Data for processing:
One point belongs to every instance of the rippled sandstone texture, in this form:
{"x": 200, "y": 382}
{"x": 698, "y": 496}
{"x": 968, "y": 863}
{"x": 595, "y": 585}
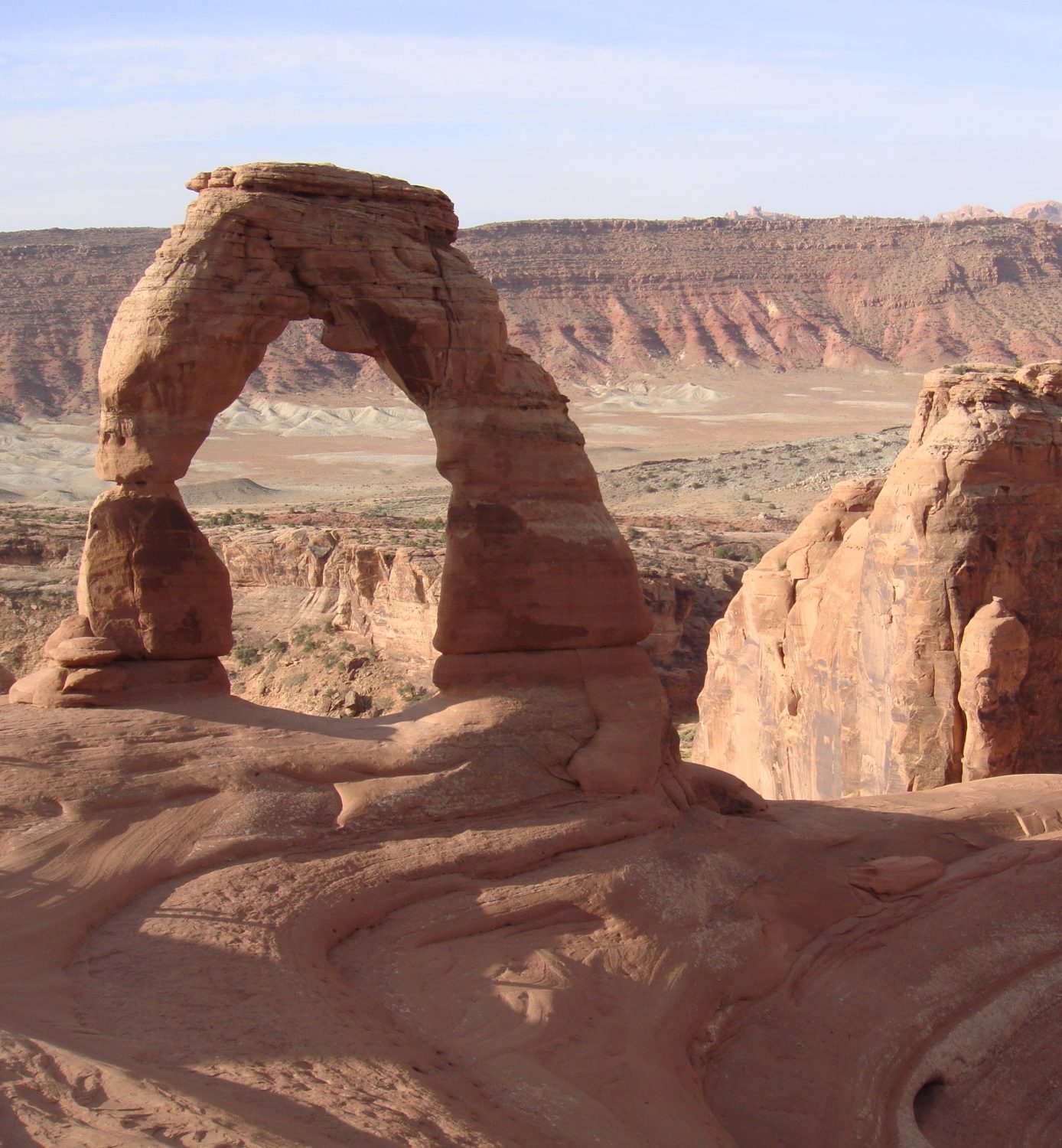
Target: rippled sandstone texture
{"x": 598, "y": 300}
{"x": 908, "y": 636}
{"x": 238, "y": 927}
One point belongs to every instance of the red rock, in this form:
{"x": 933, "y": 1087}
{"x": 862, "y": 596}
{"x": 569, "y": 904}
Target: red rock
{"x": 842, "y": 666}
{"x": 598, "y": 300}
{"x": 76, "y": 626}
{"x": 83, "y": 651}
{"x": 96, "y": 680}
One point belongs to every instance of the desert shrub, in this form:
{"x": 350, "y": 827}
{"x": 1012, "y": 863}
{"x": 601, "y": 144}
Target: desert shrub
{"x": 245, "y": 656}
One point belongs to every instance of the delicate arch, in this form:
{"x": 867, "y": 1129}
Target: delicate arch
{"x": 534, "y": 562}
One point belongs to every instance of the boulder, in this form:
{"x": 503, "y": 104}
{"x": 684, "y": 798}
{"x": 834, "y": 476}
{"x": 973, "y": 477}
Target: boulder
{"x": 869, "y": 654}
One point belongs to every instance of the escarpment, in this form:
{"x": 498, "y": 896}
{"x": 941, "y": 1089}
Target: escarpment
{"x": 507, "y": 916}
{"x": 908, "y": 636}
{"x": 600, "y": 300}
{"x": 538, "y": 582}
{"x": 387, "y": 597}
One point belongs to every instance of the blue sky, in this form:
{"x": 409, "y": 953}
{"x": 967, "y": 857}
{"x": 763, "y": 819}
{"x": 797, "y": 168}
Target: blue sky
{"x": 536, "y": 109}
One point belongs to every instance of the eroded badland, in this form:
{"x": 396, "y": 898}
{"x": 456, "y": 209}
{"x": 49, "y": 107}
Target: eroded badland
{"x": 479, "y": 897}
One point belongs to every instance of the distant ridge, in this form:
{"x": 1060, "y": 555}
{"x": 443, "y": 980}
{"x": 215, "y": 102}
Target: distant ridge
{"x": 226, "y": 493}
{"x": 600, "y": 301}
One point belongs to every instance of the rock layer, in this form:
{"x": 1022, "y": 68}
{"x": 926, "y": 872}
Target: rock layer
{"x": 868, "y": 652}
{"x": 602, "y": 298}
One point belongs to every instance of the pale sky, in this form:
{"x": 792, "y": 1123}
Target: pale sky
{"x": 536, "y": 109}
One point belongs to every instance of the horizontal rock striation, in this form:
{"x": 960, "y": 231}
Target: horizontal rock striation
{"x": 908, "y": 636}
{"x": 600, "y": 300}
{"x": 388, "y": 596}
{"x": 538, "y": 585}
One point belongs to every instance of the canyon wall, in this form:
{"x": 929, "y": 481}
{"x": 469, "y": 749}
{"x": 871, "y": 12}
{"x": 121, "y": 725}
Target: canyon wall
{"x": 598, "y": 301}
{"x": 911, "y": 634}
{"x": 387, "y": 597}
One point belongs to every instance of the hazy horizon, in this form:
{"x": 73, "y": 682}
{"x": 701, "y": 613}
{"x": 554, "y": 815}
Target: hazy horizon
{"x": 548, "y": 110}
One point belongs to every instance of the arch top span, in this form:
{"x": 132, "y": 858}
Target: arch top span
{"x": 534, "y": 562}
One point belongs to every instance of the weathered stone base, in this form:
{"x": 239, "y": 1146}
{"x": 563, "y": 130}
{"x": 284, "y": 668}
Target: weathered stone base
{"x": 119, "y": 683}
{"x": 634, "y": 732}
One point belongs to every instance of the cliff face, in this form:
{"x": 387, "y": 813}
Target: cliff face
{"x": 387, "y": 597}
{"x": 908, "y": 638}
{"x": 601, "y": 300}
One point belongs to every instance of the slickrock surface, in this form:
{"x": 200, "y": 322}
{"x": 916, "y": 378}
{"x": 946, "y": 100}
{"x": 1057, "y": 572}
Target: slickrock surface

--

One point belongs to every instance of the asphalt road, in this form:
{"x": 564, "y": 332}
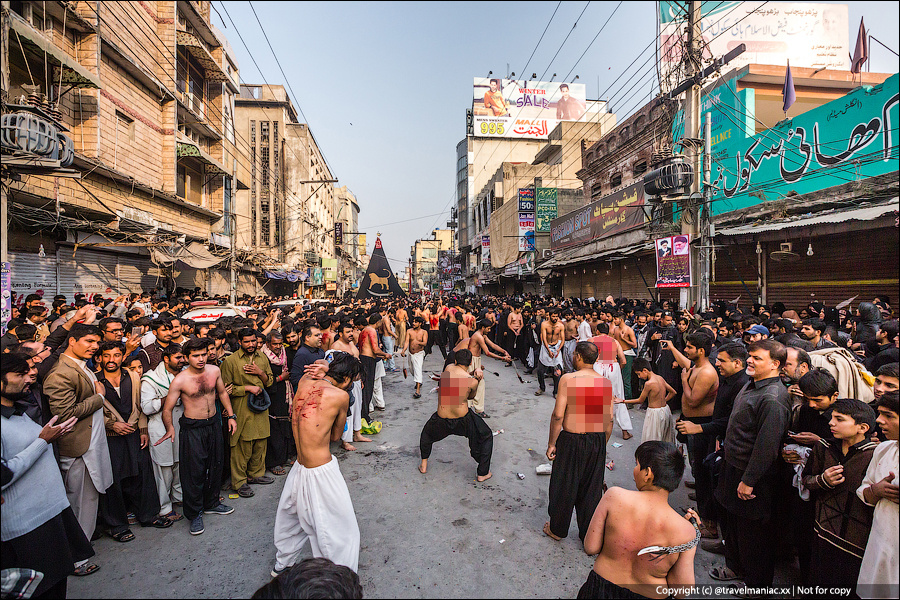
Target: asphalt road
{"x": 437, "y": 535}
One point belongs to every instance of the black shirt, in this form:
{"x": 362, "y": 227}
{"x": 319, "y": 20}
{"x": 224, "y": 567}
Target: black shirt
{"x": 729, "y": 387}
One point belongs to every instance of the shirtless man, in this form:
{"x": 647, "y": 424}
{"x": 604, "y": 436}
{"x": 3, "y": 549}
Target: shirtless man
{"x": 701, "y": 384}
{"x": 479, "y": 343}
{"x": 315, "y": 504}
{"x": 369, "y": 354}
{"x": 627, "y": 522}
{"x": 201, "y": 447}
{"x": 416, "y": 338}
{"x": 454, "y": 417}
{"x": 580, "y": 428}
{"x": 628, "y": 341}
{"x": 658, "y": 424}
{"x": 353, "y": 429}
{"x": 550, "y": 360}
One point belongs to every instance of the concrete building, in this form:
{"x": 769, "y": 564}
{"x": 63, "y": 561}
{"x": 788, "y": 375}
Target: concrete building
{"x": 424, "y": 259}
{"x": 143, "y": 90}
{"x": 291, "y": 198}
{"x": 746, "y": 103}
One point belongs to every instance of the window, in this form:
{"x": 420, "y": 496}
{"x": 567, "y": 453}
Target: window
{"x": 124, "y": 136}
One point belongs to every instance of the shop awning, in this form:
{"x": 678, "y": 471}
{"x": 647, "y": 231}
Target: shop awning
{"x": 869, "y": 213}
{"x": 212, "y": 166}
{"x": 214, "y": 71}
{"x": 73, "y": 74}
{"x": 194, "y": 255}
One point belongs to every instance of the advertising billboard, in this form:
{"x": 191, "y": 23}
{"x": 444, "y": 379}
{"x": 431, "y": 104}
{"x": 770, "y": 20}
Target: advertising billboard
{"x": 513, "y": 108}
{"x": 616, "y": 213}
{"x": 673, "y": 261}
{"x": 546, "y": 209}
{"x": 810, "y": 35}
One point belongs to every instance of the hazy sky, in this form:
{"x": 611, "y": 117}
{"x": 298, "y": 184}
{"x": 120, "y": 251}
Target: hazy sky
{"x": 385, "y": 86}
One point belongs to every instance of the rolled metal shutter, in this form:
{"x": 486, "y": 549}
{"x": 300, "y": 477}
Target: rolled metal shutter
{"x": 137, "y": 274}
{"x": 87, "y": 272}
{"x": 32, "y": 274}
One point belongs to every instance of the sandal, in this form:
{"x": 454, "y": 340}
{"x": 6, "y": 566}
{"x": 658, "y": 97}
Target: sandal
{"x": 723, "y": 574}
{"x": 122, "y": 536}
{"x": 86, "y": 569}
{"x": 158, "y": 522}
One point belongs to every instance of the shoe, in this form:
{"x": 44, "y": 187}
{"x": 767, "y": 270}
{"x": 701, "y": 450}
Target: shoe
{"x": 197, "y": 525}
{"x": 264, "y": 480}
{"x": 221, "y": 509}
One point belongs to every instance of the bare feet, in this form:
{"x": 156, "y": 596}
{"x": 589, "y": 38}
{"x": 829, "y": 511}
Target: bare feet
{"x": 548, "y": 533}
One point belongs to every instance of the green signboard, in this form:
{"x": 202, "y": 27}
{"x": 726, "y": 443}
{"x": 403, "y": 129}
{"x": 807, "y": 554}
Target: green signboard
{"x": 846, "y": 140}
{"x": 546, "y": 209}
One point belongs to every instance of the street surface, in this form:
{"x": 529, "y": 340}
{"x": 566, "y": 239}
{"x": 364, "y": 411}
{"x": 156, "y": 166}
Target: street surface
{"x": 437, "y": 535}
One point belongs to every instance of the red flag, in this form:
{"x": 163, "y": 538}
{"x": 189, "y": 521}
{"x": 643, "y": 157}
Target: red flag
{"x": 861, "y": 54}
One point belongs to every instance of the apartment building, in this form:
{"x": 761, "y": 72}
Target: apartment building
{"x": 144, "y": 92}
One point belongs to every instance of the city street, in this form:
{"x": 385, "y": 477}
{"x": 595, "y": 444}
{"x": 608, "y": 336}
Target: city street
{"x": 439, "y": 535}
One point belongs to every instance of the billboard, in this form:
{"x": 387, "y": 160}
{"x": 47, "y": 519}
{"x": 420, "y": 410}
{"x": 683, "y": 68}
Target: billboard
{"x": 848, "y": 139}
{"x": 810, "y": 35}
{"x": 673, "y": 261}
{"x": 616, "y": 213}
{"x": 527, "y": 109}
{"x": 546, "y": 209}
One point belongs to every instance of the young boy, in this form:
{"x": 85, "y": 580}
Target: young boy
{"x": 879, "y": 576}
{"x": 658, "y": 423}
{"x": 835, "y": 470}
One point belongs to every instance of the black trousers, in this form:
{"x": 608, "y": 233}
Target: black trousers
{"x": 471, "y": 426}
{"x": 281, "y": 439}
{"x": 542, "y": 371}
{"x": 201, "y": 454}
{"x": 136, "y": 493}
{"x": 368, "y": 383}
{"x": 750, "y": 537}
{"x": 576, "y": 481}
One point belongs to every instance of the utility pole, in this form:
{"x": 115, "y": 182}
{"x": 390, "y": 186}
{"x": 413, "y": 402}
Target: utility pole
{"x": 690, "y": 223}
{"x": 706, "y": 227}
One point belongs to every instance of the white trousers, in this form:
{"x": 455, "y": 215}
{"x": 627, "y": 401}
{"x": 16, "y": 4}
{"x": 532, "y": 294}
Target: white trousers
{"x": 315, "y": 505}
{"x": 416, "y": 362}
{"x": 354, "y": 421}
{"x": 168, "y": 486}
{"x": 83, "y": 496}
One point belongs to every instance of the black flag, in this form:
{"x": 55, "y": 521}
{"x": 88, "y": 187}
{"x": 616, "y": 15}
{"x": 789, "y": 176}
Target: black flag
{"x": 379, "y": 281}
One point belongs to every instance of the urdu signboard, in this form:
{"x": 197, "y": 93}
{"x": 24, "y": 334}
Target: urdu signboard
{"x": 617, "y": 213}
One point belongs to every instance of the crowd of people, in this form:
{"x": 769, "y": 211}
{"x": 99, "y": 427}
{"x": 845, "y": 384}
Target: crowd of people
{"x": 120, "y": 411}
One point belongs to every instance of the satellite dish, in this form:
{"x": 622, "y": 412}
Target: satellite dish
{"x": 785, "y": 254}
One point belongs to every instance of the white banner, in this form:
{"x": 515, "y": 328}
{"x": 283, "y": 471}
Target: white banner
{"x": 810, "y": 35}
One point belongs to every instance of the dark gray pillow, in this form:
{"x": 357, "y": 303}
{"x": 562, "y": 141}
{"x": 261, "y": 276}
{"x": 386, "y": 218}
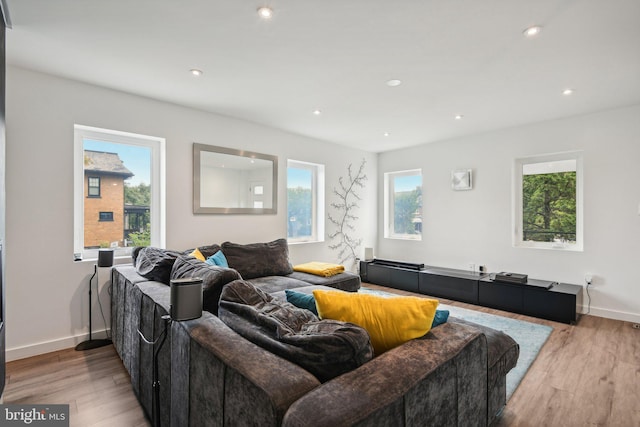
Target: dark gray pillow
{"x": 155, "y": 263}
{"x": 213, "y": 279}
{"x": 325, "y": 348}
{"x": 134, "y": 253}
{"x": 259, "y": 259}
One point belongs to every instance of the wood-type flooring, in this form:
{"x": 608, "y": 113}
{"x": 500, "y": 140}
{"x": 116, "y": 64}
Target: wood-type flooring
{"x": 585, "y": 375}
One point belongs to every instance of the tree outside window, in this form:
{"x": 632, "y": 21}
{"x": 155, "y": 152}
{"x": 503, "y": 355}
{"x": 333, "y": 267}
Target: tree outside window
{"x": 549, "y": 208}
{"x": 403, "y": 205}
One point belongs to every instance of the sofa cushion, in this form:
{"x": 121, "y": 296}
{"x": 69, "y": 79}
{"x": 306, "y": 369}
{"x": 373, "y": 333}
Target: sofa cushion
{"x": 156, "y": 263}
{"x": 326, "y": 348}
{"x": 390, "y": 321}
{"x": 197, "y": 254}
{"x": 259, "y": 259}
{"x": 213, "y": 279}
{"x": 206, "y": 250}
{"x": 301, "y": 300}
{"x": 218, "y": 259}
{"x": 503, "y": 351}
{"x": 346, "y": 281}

==

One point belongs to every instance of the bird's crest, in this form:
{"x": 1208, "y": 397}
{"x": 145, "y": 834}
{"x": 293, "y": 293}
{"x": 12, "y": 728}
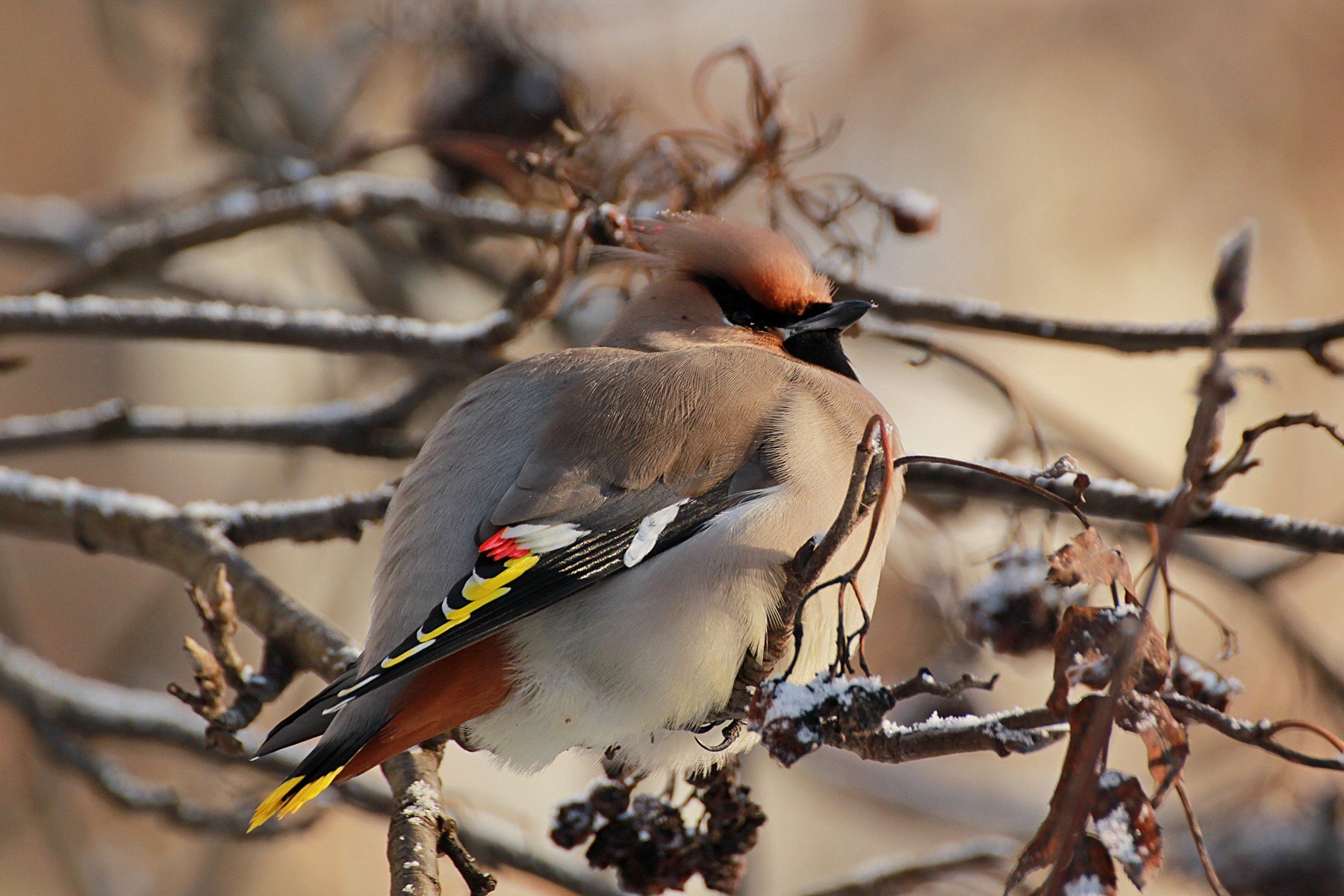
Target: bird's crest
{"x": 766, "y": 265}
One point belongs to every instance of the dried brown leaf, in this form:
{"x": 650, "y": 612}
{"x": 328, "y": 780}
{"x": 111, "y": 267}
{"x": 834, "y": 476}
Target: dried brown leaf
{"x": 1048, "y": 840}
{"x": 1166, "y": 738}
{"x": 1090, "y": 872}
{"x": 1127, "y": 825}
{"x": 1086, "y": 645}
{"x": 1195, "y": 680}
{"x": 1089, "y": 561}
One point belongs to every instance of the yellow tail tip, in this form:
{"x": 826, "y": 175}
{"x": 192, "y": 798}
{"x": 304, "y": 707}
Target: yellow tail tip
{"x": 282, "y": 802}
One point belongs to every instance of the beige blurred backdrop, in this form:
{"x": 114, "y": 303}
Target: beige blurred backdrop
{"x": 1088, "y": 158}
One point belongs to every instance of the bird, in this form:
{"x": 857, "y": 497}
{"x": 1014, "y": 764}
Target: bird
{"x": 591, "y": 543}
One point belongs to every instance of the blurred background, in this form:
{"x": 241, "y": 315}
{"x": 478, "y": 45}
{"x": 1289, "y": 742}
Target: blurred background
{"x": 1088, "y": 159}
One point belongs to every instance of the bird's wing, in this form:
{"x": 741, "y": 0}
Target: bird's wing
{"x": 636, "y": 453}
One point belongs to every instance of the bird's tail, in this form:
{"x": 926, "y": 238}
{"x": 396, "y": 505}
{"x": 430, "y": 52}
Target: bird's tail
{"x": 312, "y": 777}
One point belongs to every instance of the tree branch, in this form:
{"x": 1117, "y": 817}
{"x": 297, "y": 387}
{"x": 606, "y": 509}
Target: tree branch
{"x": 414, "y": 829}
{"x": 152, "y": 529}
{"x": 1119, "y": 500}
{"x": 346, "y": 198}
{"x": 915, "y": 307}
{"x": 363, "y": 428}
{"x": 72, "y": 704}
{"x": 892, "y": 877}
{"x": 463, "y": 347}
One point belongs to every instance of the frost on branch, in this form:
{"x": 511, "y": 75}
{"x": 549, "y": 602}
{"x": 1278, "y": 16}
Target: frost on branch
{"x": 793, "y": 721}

Stated goal:
Copy every line of the records from the one containing "One point belongs to every instance of the hazy horizon, in" down to the one containing "Target: slickrock surface", with both of those lines included.

Final result:
One point belongs to every instance of the hazy horizon, in this form:
{"x": 73, "y": 682}
{"x": 701, "y": 613}
{"x": 554, "y": 815}
Target: hazy horizon
{"x": 548, "y": 110}
One point belongs to every instance of the arch top span, in this form:
{"x": 132, "y": 858}
Target: arch top span
{"x": 534, "y": 562}
One point belongs to every instance of the weathered stone base, in this form:
{"x": 239, "y": 1146}
{"x": 563, "y": 130}
{"x": 284, "y": 668}
Target: weathered stone base
{"x": 119, "y": 683}
{"x": 634, "y": 732}
One point belongs to every instance of the cliff face, in this form:
{"x": 387, "y": 813}
Target: cliff face
{"x": 387, "y": 597}
{"x": 908, "y": 638}
{"x": 601, "y": 300}
One point belongs to every instance of the slickrock surface, in this form:
{"x": 200, "y": 322}
{"x": 916, "y": 378}
{"x": 946, "y": 100}
{"x": 1057, "y": 572}
Target: slickrock surface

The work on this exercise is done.